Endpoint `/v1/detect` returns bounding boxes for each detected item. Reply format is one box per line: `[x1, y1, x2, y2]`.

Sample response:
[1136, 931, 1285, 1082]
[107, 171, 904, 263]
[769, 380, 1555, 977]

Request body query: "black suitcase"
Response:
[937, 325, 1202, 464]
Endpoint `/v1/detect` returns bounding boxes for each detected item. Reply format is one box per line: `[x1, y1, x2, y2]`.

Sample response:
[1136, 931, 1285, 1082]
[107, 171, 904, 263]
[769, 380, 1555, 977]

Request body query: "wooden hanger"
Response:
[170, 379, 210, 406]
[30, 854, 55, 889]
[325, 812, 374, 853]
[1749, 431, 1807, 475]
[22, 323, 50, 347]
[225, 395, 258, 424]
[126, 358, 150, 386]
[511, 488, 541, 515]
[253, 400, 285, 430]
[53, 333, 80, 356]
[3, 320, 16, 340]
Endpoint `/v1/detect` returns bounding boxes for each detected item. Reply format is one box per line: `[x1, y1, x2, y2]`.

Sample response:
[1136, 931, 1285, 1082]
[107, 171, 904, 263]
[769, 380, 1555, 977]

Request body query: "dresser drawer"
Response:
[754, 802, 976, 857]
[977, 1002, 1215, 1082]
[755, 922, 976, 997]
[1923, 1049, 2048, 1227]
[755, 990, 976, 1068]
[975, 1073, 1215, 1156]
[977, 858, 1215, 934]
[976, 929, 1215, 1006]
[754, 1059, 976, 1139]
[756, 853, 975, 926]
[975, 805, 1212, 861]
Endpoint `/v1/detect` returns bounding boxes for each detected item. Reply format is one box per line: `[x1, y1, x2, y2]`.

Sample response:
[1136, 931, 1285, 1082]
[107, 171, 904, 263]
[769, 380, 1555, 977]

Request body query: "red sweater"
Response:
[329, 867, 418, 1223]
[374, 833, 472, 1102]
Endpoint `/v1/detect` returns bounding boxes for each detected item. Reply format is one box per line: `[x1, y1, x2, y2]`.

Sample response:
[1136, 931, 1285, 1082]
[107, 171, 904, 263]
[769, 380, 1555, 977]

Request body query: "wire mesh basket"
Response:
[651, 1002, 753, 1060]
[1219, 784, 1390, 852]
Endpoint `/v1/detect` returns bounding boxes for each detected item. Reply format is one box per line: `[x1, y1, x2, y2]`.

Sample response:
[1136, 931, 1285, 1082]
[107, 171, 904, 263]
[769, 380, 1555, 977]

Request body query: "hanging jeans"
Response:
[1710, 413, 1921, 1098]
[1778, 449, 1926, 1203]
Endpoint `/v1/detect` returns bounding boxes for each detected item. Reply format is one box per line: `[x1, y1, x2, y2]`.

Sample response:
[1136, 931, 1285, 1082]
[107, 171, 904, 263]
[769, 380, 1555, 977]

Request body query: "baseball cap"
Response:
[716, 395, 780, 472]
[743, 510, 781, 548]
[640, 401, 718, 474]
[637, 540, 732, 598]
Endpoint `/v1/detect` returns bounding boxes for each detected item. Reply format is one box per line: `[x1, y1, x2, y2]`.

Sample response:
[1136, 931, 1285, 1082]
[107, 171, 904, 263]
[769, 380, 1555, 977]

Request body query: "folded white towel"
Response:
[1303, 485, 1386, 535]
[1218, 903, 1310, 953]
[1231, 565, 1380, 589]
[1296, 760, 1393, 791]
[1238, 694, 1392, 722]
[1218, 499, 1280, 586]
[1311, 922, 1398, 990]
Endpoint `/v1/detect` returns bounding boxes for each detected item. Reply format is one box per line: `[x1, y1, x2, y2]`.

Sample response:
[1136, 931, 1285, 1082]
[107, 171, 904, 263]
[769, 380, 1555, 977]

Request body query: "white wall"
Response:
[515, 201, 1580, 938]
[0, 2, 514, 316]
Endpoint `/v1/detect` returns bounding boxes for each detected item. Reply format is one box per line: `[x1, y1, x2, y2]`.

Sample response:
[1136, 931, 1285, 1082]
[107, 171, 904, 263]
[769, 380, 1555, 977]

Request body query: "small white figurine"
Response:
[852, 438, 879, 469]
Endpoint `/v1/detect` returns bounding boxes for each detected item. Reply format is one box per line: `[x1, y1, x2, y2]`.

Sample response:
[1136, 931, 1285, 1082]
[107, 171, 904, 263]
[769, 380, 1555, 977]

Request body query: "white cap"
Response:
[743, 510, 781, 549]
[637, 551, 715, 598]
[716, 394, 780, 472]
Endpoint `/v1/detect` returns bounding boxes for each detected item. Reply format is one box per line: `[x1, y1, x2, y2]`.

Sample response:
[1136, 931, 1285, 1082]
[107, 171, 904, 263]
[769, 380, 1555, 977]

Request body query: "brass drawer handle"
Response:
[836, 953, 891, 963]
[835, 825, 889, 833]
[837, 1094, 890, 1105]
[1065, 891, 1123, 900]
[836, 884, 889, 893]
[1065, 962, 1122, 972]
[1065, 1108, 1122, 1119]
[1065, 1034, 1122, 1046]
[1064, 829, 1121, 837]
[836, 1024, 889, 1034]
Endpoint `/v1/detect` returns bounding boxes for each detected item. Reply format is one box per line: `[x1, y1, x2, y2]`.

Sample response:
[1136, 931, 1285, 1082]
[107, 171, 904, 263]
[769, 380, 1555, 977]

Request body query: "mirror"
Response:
:::::
### Exercise prompt
From the data, report how many lines hold "white", leaving out any other words.

### Finished task
4